Aim
Return the lines of the listing from the one containing "Return the outline of every instance of the dry" through the one containing "M18 12L14 6L10", reproducing each line with no changes.

Rows
++++++++++++++++++++

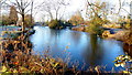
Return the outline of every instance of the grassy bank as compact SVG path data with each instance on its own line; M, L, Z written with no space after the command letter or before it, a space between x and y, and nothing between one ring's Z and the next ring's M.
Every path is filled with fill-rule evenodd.
M54 58L45 51L43 55L34 54L32 44L24 35L16 39L2 40L0 45L0 73L29 73L41 75L86 75L86 74L108 74L116 72L102 71L101 66L89 67L87 71L77 71L76 67L68 67L62 58ZM122 74L117 73L117 74Z

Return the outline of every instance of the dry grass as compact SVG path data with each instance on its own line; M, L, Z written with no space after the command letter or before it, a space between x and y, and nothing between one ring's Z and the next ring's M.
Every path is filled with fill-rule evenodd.
M88 71L77 71L76 67L68 68L62 58L53 58L45 51L43 55L32 54L32 44L24 35L15 40L8 39L0 44L0 73L30 73L42 75L86 75L102 73L100 66L88 68ZM109 73L105 72L103 73Z

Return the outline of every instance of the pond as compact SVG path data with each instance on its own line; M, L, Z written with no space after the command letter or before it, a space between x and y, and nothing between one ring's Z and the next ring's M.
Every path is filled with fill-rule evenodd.
M78 69L89 66L106 66L106 71L114 67L114 58L124 54L123 44L116 40L103 40L86 32L65 30L52 30L47 26L34 26L35 33L30 40L34 52L43 54L50 50L53 57L69 61L69 67L78 65ZM81 68L85 66L84 68ZM114 71L122 69L114 67Z

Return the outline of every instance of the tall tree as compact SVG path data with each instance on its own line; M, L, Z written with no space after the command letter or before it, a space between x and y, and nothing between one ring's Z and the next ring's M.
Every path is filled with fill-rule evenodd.
M10 0L10 3L7 2L8 6L14 6L16 8L16 12L21 14L22 17L22 31L25 30L25 14L30 12L31 10L33 11L33 1L34 0ZM31 11L31 12L32 12Z
M84 23L84 18L81 17L80 11L77 11L77 12L75 13L75 15L72 15L72 18L69 19L69 22L70 22L73 25L77 25L77 24Z
M18 12L14 6L10 8L10 14L9 14L10 23L16 24L18 21Z

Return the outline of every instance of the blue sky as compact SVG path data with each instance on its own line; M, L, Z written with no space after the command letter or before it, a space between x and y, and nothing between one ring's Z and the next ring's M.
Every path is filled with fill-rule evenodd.
M97 0L89 0L89 1L95 2ZM114 12L117 12L119 9L119 0L98 0L98 1L109 2L110 7L113 7L116 9ZM130 12L129 3L132 0L121 0L121 1L125 1L123 8ZM42 2L43 2L43 0L35 0L35 4L40 4ZM76 13L77 11L80 11L80 10L84 10L84 11L81 11L81 14L85 18L86 17L85 9L86 9L86 0L70 0L69 6L67 6L67 8L63 8L63 10L65 10L64 19L69 19L74 13ZM43 20L44 19L43 14L45 14L43 11L38 11L37 14L34 17L35 21ZM127 12L124 10L121 10L120 14L124 15L124 14L127 14ZM45 19L47 19L47 18L45 17Z

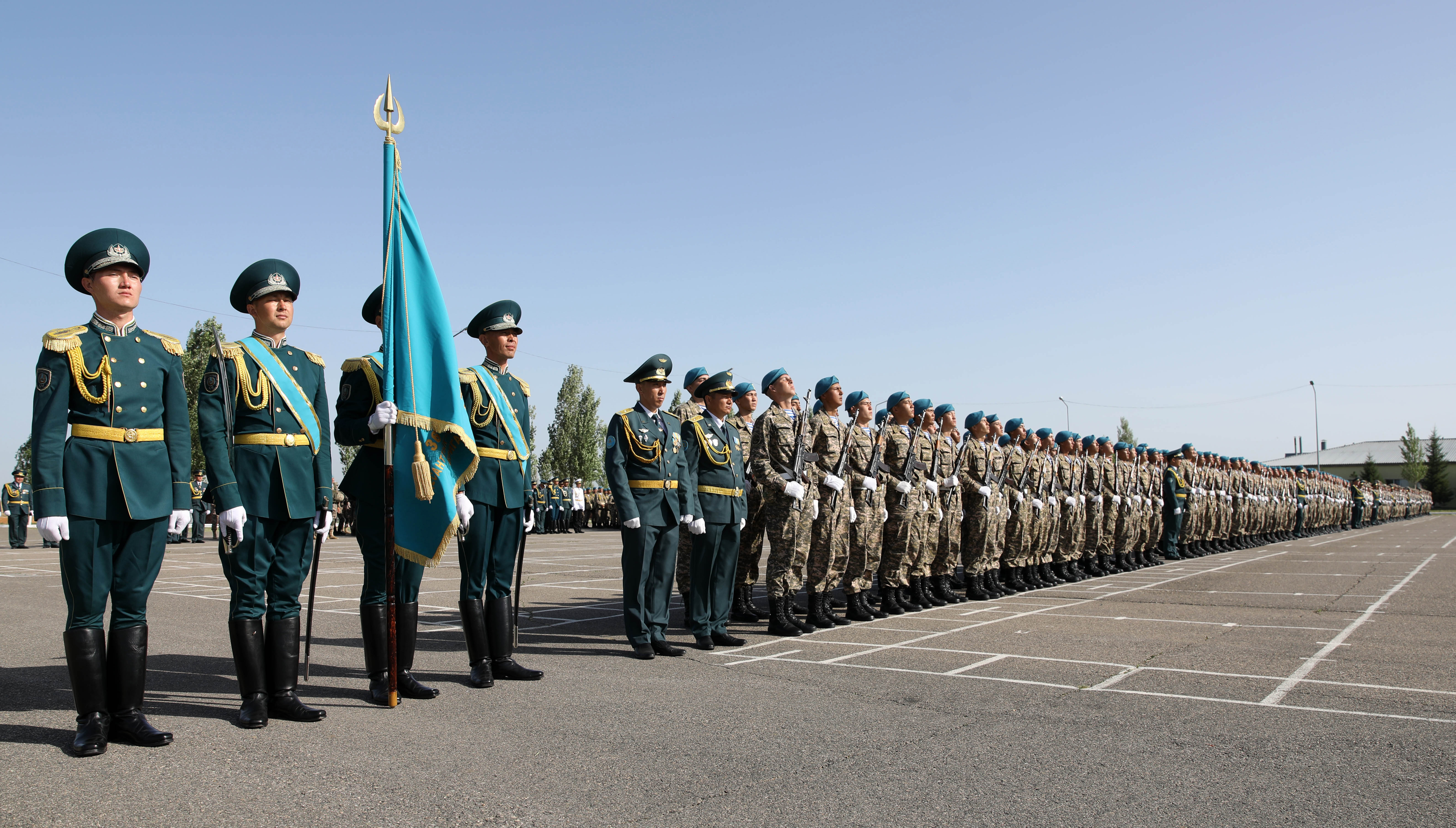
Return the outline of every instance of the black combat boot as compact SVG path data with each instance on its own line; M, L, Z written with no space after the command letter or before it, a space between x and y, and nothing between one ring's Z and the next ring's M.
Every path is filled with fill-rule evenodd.
M141 713L147 694L147 626L111 632L106 653L106 700L111 703L111 739L144 748L172 744L172 733L159 731Z
M319 722L328 710L298 700L298 616L268 618L264 632L264 672L268 684L268 716L291 722Z
M368 675L368 701L389 706L389 607L360 607L360 632L364 634L364 674Z
M233 618L227 621L227 637L233 645L233 666L237 671L237 693L243 697L237 709L239 728L268 726L268 691L264 675L264 620Z
M399 678L395 687L405 698L435 698L440 690L425 687L409 672L415 668L415 642L419 637L419 601L395 604L395 658Z
M789 620L789 611L785 607L783 598L775 595L773 592L769 592L769 634L783 637L804 634L804 632Z
M511 600L485 600L485 643L491 648L491 675L508 681L536 681L545 675L529 669L511 658Z
M106 704L106 632L76 627L61 634L66 645L66 671L76 698L76 738L71 752L95 757L106 752L111 713Z
M460 601L460 627L464 629L464 652L470 659L470 687L495 687L495 674L491 672L491 645L485 637L485 604L479 598L475 601Z

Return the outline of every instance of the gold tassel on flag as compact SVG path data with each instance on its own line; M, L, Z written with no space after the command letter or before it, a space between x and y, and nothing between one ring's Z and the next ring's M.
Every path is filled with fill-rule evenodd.
M409 470L415 474L415 499L434 501L435 482L430 473L430 463L425 461L425 447L419 442L419 435L415 435L415 461L409 464Z

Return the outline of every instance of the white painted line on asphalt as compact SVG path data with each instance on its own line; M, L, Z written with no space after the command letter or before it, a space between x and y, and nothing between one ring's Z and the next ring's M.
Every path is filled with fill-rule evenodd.
M1319 652L1316 652L1315 655L1312 655L1307 659L1305 659L1305 664L1299 665L1299 668L1296 668L1294 672L1291 672L1289 675L1289 678L1286 678L1283 682L1280 682L1280 685L1274 690L1274 693L1270 693L1268 696L1265 696L1264 700L1259 701L1259 704L1278 704L1280 700L1284 698L1286 696L1289 696L1289 691L1293 690L1294 685L1300 682L1300 680L1303 680L1306 675L1309 675L1309 671L1315 669L1315 665L1319 664L1319 661L1324 656L1326 656L1331 652L1334 652L1335 648L1340 646L1341 642L1344 642L1347 637L1350 637L1351 633L1354 633L1357 629L1360 629L1360 624L1369 621L1370 616L1373 616L1374 611L1380 608L1380 604L1385 604L1386 601L1389 601L1390 597L1395 595L1401 589L1401 586L1405 586L1406 584L1409 584L1411 579L1415 578L1417 573L1421 572L1421 569L1425 569L1425 565L1430 563L1430 562L1433 562L1433 560L1436 560L1434 554L1430 556L1430 557L1427 557L1425 560L1423 560L1420 563L1420 566L1417 566L1415 569L1412 569L1395 586L1392 586L1389 591L1386 591L1386 594L1382 595L1379 601L1376 601L1374 604L1370 604L1370 607L1367 607L1366 611L1361 613L1358 618L1356 618L1354 621L1351 621L1350 626L1347 626L1344 630L1341 630L1341 633L1338 636L1329 639L1329 643L1326 643L1324 648L1321 648Z

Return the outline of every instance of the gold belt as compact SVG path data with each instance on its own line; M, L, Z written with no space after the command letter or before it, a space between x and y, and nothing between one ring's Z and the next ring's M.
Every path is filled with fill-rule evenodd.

++++++++++++++++++++

Answer to the exercise
Return the outline of every instance of the dry grass as compact SVG path data with each instance on its own line; M, L, Z written with no space after the command letter or before it, a space between x and y, and nothing between one ring's Z and the next ring's M.
Every path is filled with fill-rule evenodd.
M88 71L77 71L76 67L68 68L62 58L53 58L45 51L43 55L32 54L32 44L24 35L15 40L8 39L0 44L0 73L30 73L42 75L86 75L102 73L100 66L88 68ZM109 73L105 72L103 73Z

Return the outline of every instance of the pond as compact SVG path data with each instance on its own line; M, L, Z written with no space after the command letter or before it, a space between x and y, and nothing between one ring's Z and the next ring's M.
Every path is filled with fill-rule evenodd.
M78 69L89 66L106 66L106 71L114 67L114 58L124 54L123 44L116 40L103 40L86 32L65 30L52 30L47 26L34 26L35 33L30 40L34 52L43 54L50 50L53 57L69 61L69 67L78 65ZM81 68L85 66L84 68ZM114 71L122 69L114 67Z

Return the outline of every instance of the tall tree as compact SVG path data with each instance on its own line; M, L, Z written with no space after the command letter or before it, a space between x and y, and nothing between one ring's Z and the next ring's M.
Every path is filled with fill-rule evenodd.
M10 0L10 3L7 2L8 6L14 6L16 8L16 12L21 14L22 17L22 31L25 30L25 14L30 12L31 10L33 11L33 1L34 0ZM31 11L31 12L32 12Z
M84 23L84 18L81 17L80 11L77 11L77 12L75 13L75 15L72 15L72 18L69 19L69 22L70 22L73 25L77 25L77 24Z
M18 12L14 6L10 8L10 14L9 14L10 23L16 24L18 21Z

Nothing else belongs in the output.